WRITTEN REQUEST —
Quote the data below word for word, starting at the line that contains "Annotate truck side window." and stopping after the line that contains "[490,233,510,266]". Leave the pictures out of your answer.

====== MATERIAL FOR THIS TASK

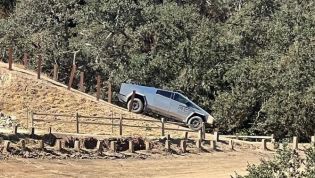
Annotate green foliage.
[236,146,315,178]
[0,0,315,139]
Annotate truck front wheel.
[127,98,144,114]
[188,116,203,131]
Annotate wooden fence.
[29,112,205,139]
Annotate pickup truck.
[118,83,214,130]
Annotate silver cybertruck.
[118,83,214,130]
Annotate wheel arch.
[186,113,207,124]
[127,93,147,107]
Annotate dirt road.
[0,152,270,178]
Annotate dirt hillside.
[0,62,189,136]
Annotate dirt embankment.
[0,62,193,137]
[0,151,270,178]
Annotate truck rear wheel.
[127,98,144,114]
[188,116,203,130]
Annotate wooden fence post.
[128,90,136,112]
[37,55,42,79]
[213,132,219,142]
[75,113,80,133]
[119,114,123,136]
[31,112,34,128]
[292,136,299,150]
[96,75,101,101]
[68,64,77,90]
[23,53,28,69]
[199,122,206,141]
[80,72,85,92]
[9,47,13,70]
[53,64,59,81]
[311,135,315,147]
[161,118,165,137]
[107,81,112,103]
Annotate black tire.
[127,98,144,114]
[188,116,203,131]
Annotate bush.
[236,146,315,178]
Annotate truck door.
[169,93,192,121]
[153,90,173,117]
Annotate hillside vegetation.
[0,0,315,138]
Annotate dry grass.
[0,63,195,137]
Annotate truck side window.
[156,90,172,98]
[174,93,189,104]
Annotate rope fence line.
[28,112,199,139]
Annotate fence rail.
[29,112,199,138]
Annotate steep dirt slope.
[0,63,190,136]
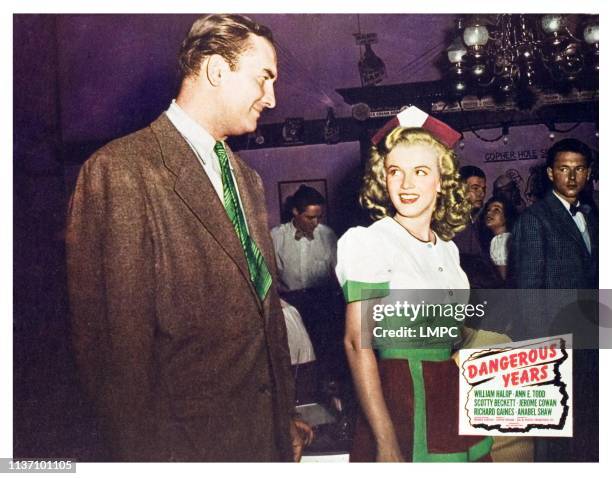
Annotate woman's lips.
[399,194,419,205]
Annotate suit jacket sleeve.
[510,211,546,289]
[505,211,548,341]
[66,154,156,461]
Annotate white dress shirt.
[489,232,510,266]
[271,221,337,291]
[553,190,591,253]
[166,100,248,231]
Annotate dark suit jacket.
[67,114,294,461]
[508,191,599,462]
[508,192,599,345]
[511,191,599,289]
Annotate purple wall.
[457,123,599,204]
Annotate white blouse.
[336,217,470,302]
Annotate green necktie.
[215,141,272,301]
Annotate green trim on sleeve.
[342,280,389,303]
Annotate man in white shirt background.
[271,184,343,388]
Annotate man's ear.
[208,55,229,86]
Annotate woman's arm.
[344,301,404,462]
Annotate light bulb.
[542,15,564,33]
[463,25,489,47]
[583,24,599,45]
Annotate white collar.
[166,100,216,161]
[553,189,580,214]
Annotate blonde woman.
[336,107,492,462]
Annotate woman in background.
[480,196,518,280]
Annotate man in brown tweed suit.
[67,15,311,462]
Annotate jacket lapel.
[546,191,589,254]
[151,114,259,308]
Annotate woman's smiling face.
[385,143,441,222]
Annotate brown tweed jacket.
[66,114,294,461]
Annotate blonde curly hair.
[359,126,471,241]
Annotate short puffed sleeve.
[336,227,391,303]
[490,233,510,266]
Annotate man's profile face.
[465,176,487,208]
[546,151,591,204]
[219,35,277,135]
[293,205,323,234]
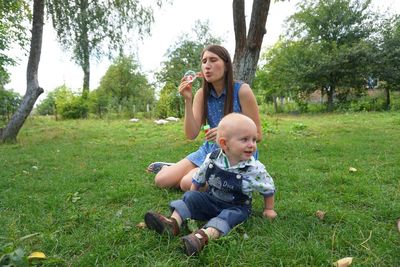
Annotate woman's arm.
[184,88,203,140]
[239,83,262,142]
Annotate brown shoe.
[182,230,208,256]
[144,211,179,236]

============

SOLUTION —
Annotate truck side window.
[156,90,172,98]
[174,93,189,104]
Annotate rope fence line.
[28,112,199,139]
Annotate fence rail.
[29,112,199,138]
Annotate steep dirt slope.
[0,63,190,136]
Annotate woman's lips.
[399,194,419,205]
Annotate suit jacket sleeve.
[510,211,546,289]
[505,211,548,341]
[66,154,156,461]
Annotate white dress shirt.
[489,232,510,266]
[271,221,337,291]
[553,190,591,253]
[166,100,248,231]
Annotate dark suit jacket.
[67,114,294,461]
[508,191,599,462]
[508,192,599,345]
[511,191,599,289]
Annotate purple wall.
[457,123,599,204]
Annotate white blouse.
[336,217,470,302]
Annotate green necktie.
[215,141,272,301]
Annotate green trim on sleeve.
[342,280,389,303]
Annotate man in white shirt background.
[271,184,343,388]
Annotate man's ear.
[208,55,229,86]
Annotate woman's arm.
[344,301,404,462]
Annotate light bulb.
[542,15,564,33]
[463,25,489,47]
[583,24,599,45]
Annotate white collar.
[166,100,216,161]
[553,189,580,214]
Annotate blonde woman.
[336,107,492,462]
Annotate woman in background.
[480,196,518,280]
Annotate man in brown tweed suit.
[67,15,311,462]
Annotate jacket lapel.
[546,191,589,254]
[151,114,259,308]
Annotate woman's smiling face.
[385,143,441,222]
Annotate brown tweed jacket.
[66,114,294,461]
Annotate blonde curly hair.
[359,126,471,241]
Annotate short puffed sleeve.
[336,227,391,303]
[490,233,510,266]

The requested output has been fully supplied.